:: Written task ::
Starting with the line that contains "Locate the white wall" and going on through the last line below, write the lines out again, requests included, adding -89 to every bounding-box coordinate in the answers. Leave the pictures out.

:: Records for the task ::

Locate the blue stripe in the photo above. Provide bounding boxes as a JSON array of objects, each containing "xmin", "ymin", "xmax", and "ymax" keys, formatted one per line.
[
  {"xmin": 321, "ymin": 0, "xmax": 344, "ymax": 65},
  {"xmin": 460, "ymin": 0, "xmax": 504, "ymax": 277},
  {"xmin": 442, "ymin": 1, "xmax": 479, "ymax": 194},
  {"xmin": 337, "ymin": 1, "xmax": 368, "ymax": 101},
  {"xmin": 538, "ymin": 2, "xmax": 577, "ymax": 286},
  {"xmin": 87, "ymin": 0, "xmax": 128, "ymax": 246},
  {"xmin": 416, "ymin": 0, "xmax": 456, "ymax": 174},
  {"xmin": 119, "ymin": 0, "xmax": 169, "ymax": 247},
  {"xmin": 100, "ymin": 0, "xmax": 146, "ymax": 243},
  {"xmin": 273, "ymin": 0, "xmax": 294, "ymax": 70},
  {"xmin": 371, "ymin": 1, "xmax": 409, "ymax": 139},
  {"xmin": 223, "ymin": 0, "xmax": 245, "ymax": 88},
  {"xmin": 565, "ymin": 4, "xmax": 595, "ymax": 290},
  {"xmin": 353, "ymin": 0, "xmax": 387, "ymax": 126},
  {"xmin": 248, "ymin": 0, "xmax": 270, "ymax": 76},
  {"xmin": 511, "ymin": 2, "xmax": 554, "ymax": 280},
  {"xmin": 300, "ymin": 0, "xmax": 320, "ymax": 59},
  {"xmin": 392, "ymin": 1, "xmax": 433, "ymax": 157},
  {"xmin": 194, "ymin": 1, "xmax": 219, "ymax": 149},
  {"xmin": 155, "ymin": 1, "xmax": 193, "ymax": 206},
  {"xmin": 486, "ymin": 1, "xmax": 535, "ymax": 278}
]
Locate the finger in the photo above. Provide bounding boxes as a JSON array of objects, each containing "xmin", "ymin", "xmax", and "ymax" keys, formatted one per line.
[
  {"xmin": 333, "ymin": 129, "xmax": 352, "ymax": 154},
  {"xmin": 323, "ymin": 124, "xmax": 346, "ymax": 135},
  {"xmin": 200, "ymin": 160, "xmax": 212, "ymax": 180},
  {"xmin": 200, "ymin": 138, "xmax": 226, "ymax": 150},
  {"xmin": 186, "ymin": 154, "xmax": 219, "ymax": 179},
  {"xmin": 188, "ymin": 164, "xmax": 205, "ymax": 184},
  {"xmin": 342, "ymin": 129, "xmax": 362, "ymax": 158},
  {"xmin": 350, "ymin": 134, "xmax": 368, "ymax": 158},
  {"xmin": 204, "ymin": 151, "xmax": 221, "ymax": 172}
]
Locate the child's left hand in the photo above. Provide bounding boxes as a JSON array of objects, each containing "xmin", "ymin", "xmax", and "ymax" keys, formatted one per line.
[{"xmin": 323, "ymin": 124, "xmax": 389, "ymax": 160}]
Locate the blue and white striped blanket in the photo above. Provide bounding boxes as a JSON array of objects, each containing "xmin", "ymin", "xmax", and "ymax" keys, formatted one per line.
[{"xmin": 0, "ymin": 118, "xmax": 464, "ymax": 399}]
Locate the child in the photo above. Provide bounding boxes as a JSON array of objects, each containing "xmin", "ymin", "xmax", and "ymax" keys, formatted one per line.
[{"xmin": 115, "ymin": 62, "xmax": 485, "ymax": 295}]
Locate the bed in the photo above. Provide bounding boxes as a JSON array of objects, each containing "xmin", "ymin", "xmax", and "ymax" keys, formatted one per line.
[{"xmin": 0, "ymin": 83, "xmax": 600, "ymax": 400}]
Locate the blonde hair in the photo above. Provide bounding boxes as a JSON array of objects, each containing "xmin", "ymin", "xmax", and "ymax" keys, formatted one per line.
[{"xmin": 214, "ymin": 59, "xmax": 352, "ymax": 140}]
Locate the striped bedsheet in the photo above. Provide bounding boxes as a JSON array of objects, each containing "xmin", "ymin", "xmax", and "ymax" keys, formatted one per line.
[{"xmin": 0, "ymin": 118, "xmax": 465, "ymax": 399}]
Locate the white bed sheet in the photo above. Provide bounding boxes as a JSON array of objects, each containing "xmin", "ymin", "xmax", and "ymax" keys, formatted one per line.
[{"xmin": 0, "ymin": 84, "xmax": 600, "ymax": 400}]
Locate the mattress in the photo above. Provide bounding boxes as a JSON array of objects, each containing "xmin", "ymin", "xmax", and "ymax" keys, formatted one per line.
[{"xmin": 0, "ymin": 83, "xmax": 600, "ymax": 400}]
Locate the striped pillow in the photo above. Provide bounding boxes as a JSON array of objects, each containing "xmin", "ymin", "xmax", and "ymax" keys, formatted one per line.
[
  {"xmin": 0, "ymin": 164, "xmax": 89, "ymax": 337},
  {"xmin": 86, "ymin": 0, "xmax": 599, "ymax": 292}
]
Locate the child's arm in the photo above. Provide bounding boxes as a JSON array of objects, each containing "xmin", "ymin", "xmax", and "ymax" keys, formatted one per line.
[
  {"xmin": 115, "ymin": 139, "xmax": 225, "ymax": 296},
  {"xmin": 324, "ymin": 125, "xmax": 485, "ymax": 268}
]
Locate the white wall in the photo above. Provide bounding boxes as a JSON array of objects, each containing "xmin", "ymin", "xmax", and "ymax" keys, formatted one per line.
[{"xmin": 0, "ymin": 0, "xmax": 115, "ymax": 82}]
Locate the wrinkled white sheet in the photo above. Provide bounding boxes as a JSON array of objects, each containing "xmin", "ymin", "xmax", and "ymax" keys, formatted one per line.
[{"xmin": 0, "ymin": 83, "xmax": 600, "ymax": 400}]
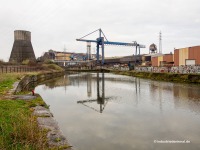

:: Problem solution ::
Locate the white wall in the photo above. Provide bounding boxes as a JSON array of objects, each containing "xmin", "ymin", "xmax", and "ymax" keys, formatted one per line.
[{"xmin": -89, "ymin": -89, "xmax": 26, "ymax": -7}]
Locate the wrinkled white sheet in the photo above. Provide bounding boxes as a JSON array of objects, each containing "xmin", "ymin", "xmax", and "ymax" keys, formatted one per line.
[{"xmin": -89, "ymin": -6, "xmax": 511, "ymax": 311}]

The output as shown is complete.